• **TASK OBJECTIVE**
The data below is to be transcribed word for word; pictures are to be excluded.

STUDY MATERIAL: Begin

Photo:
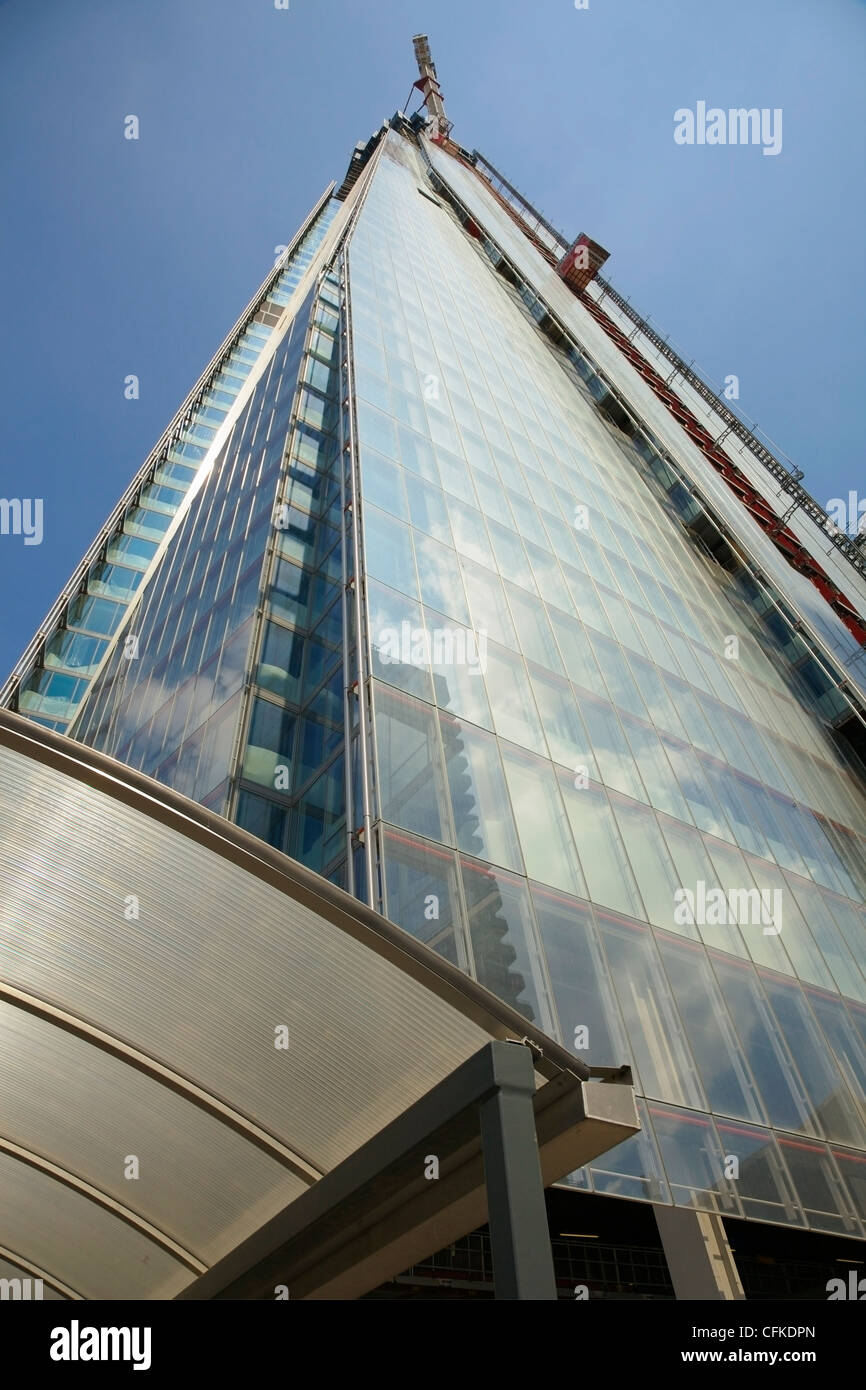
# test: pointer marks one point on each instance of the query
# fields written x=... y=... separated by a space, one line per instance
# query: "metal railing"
x=787 y=478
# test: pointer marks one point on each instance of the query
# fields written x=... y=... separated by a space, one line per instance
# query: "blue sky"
x=124 y=256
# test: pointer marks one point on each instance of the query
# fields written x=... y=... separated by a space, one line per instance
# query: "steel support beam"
x=523 y=1261
x=480 y=1146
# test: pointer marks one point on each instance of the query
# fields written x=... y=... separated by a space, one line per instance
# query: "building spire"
x=428 y=85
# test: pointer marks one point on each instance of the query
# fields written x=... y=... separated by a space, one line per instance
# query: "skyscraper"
x=455 y=584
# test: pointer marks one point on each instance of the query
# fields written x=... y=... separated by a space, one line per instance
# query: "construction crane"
x=428 y=86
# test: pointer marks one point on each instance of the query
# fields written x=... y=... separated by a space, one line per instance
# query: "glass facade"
x=612 y=727
x=434 y=626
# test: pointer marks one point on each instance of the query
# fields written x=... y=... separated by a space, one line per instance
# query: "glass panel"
x=819 y=1187
x=587 y=1008
x=831 y=1101
x=694 y=1161
x=762 y=1183
x=501 y=931
x=412 y=779
x=662 y=1057
x=602 y=855
x=763 y=1044
x=423 y=897
x=478 y=794
x=542 y=826
x=713 y=1041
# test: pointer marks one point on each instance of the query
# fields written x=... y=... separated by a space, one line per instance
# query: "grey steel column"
x=523 y=1261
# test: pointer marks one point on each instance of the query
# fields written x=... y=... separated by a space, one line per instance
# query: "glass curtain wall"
x=603 y=786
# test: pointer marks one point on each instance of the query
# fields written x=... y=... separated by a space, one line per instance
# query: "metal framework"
x=481 y=1146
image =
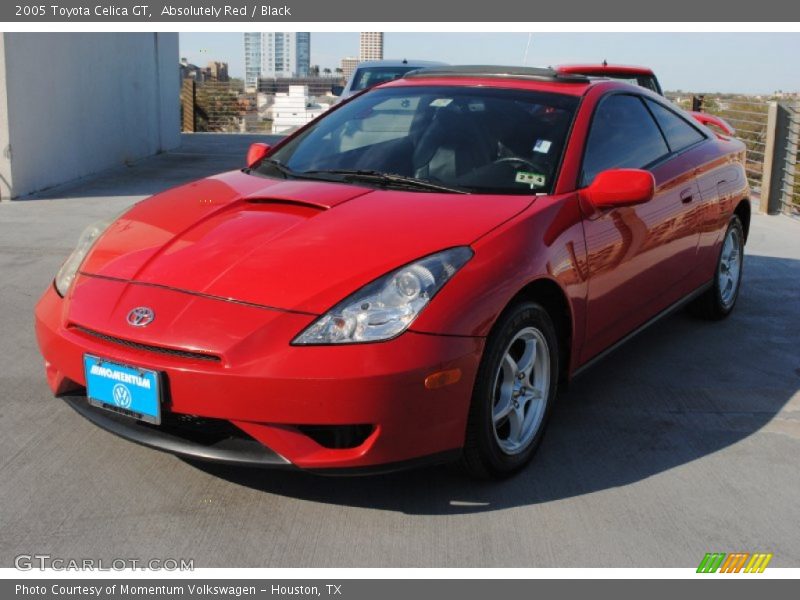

STUDY MATERIAL: End

• **RESPONSE TO THIS TASK**
Photo:
# test: pointer marks one point on each instance of the query
# fields written x=... y=... separated by a space, one line per instance
# query: "metal railing"
x=787 y=478
# test: pointer marks one point on each instance of the query
# fields written x=... y=... separated by a space, one line per instance
# query: "blue sky"
x=124 y=256
# test: pointer marks one point on each instance of the query
# fields written x=... y=... separated by a space, one line per instance
# query: "steel support beam"
x=523 y=1261
x=480 y=1146
# test: pointer marks one point on each instance of the query
# fields written x=... y=... separated by a space, one line per instance
# query: "building spire"
x=428 y=85
# test: pointer marks one point on each instance of the query
# fields written x=... y=... separated by a space, one line per instance
# query: "skyscraper"
x=455 y=584
# test: pointer marks one point on each instance of the query
# fields written x=... y=... separated by a space, one line per instance
# query: "construction crane"
x=428 y=86
# test: pointer marks one point on each instance of the query
# fields written x=... y=... separated by a space, one line per instance
# query: "glass facade"
x=612 y=727
x=434 y=626
# test: pointer marks one point on each instance of the query
# fields written x=... y=... separated by a space, one line per instance
# query: "glass panel"
x=819 y=1187
x=587 y=1008
x=831 y=1101
x=694 y=1161
x=762 y=1183
x=501 y=931
x=412 y=779
x=662 y=1057
x=602 y=855
x=763 y=1044
x=423 y=897
x=478 y=794
x=542 y=826
x=713 y=1041
# test: pointer marks one point on each instance of the query
# fields written x=... y=... separated by a space, one line per instance
# query: "grey steel column"
x=523 y=1261
# test: pointer marks one point on each instance of the query
# fields written x=... y=... separated by a space, one line per instance
# query: "glass curtain wall"
x=603 y=786
# test: pointer marks one point on each instance of the query
# fields written x=... y=... separated by a space, one line per instance
# query: "metal framework"
x=481 y=1146
image =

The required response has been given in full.